Send back the records in full, character for character.

* Task inputs *
>> Start
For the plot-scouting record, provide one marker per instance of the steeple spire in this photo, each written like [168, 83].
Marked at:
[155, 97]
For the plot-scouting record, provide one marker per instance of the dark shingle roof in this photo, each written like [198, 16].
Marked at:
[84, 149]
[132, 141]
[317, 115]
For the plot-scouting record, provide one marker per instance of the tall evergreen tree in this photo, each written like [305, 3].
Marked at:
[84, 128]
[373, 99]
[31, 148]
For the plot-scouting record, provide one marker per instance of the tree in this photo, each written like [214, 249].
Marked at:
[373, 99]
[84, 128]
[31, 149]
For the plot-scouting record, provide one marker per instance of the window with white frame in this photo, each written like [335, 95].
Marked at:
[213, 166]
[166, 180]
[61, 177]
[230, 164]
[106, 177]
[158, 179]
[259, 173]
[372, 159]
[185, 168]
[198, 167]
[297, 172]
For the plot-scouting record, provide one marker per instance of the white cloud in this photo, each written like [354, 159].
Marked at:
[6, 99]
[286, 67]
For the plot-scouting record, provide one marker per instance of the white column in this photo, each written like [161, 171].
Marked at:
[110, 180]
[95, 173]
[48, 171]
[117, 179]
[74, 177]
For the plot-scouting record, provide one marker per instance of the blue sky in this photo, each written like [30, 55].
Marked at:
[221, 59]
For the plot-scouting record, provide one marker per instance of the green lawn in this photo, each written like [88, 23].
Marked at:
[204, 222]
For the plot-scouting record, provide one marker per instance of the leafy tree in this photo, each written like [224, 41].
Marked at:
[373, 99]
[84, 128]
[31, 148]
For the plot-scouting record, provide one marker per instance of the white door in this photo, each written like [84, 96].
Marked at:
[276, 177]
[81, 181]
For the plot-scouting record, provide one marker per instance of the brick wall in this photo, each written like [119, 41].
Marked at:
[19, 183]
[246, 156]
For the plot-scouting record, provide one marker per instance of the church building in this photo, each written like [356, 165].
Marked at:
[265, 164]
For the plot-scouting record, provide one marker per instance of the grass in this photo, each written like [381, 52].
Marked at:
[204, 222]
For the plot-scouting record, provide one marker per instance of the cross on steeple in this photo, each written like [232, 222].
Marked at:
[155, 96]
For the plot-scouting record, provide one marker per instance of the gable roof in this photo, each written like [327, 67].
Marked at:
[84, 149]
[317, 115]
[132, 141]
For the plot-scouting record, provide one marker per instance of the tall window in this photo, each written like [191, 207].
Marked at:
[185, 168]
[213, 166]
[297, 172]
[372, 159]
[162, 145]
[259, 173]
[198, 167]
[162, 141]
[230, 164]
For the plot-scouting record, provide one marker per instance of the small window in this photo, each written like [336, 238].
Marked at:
>> End
* Problem solution *
For the plot-scouting record, provide one marker per instance of the steeple spire in this photo, each written like [168, 83].
Marked at:
[155, 97]
For the plot-scouting record, provide one marker per instance of the dark shingle roof in this photo, each written like [198, 16].
Marked at:
[84, 149]
[132, 141]
[317, 115]
For the plot-scouting record, provide one marker per instance of the tall evergreen tree in this photo, each written like [305, 3].
Marked at:
[84, 128]
[373, 99]
[31, 148]
For the plot-scouting record, provide one marker per instance of the tree in this photo, each written like [214, 249].
Marked at:
[373, 99]
[84, 128]
[31, 149]
For the plot-scouting record, provide one marker per instance of the window with white frame in this photo, each written like [335, 95].
Marked at:
[213, 166]
[166, 180]
[61, 177]
[230, 164]
[106, 177]
[158, 179]
[259, 173]
[372, 159]
[185, 168]
[198, 167]
[297, 172]
For the plot-scouting record, provide one marker per instance of the white cloud in this photo, each written like [354, 159].
Marked at:
[6, 99]
[286, 67]
For the plot-scouting record, provide one marker per instance of the white column in this photo, each written like [161, 171].
Marked at:
[110, 180]
[95, 173]
[48, 171]
[117, 179]
[74, 177]
For the plot-scouting record, provide one marker per instance of the blue sky in this photo, each written like [30, 55].
Marked at:
[221, 59]
For the plot-scouting record, provide one marker per instance of the green lawn in this photo, each written like [88, 23].
Marked at:
[204, 222]
For the plot-scouting record, provide one marker per instance of the leafy tree in this photo, each written like [224, 41].
Marked at:
[373, 99]
[84, 128]
[31, 148]
For the plot-scouting record, provide one marker per instance of the white door in this photo, each written like [84, 96].
Marked at:
[276, 177]
[81, 181]
For the plot-scouting record, provide one marker per instance of the brick wall in this photo, each written like [119, 41].
Marked at:
[19, 183]
[246, 156]
For the plot-scouting record, provide one marker per instance of the church building in this photo, each written like [356, 165].
Marked at:
[265, 164]
For the plot-scouting record, provide one marker per instance of the grass in this photo, each written like [381, 52].
Marked at:
[204, 222]
For the plot-scouting record, provide one marker per instance of the cross on steeple in this photo, each written like [232, 222].
Marked at:
[155, 96]
For the plot-scouting record, provide one marker per instance of the gable roof in this photo, each written like [327, 67].
Marked at:
[84, 149]
[317, 115]
[132, 141]
For the plot-scouting record, provide one marker per instance of the tall window in this photo, each written like [191, 207].
Marked at:
[185, 168]
[213, 166]
[297, 172]
[372, 159]
[162, 145]
[259, 173]
[198, 167]
[162, 141]
[230, 164]
For the plot-scouting record, provide one marker per instance of the small window in this photo, each written like [336, 238].
Marked at:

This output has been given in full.